Conseil d’Etat, Section, 16 mai 2003, n° 242875, Mlle Eléna M.

Le fait, pour le juge de première instance, d’écarter à tort un moyen comme irrecevable ne constitue pas une irrégularité de nature à entraîner l’annulation du jugement par le juge d’appel saisi d’un moyen en ce sens. Il appartient seulement à ce dernier, dans le cadre de l’effet dévolutif de l’appel qui est résulté de l’introduction de la requête, et après avoir, en répondant à l’argumentation dont il était saisi, relevé cette erreur, de se prononcer sur le bien-fondé du moyen écarté à tort comme irrecevable, puis, le cas échéant, sur les autres moyens invoqués en appel.

CONSEIL D’ETAT

Statuant au contentieux

N° 242875

Mlle M.

M. Herondart
Rapporteur

Mme Maugüé
Commissaire du gouvernement

Séance du 25 avril 2003
Lecture du 16 mai 2003

REPUBLIQUE FRANÇAISE

AU NOM DU PEUPLE FRANÇAIS

Le Conseil d’Etat statuant au contentieux

(Section du contentieux)

### Consignes
**a.** Résumez plus brièvement le paragraphe de la décision qui commence par « Le fait, pour le juge de première instance », en conservant ses faits essentiels.
**b.** Citez fidèlement la décision entre « Conseil d’Etat, Section, 16 » et « invoqués en appel. », ces deux passages compris.
Appuyez-vous uniquement sur la décision.

### Données

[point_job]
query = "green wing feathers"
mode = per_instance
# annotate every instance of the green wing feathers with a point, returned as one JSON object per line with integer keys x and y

### Réponses
**a.** Si le juge de première instance écarte à tort un moyen comme irrecevable, le juge d'appel ne doit pas annuler le jugement pour cette raison. Grâce à l'effet dévolutif de l'appel, il doit, après avoir relevé l'erreur, statuer sur le bien-fondé de ce moyen, puis, le cas échéant, sur les autres moyens invoqués en appel.

**b.**
Conseil d’Etat, Section, 16 mai 2003, n° 242875, Mlle Eléna M.

Le fait, pour le juge de première instance, d’écarter à tort un moyen comme irrecevable ne constitue pas une irrégularité de nature à entraîner l’annulation du jugement par le juge d’appel saisi d’un moyen en ce sens. Il appartient seulement à ce dernier, dans le cadre de l’effet dévolutif de l’appel qui est résulté de l’introduction de la requête, et après avoir, en répondant à l’argumentation dont il était saisi, relevé cette erreur, de se prononcer sur le bien-fondé du moyen écarté à tort comme irrecevable, puis, le cas échéant, sur les autres moyens invoqués en appel.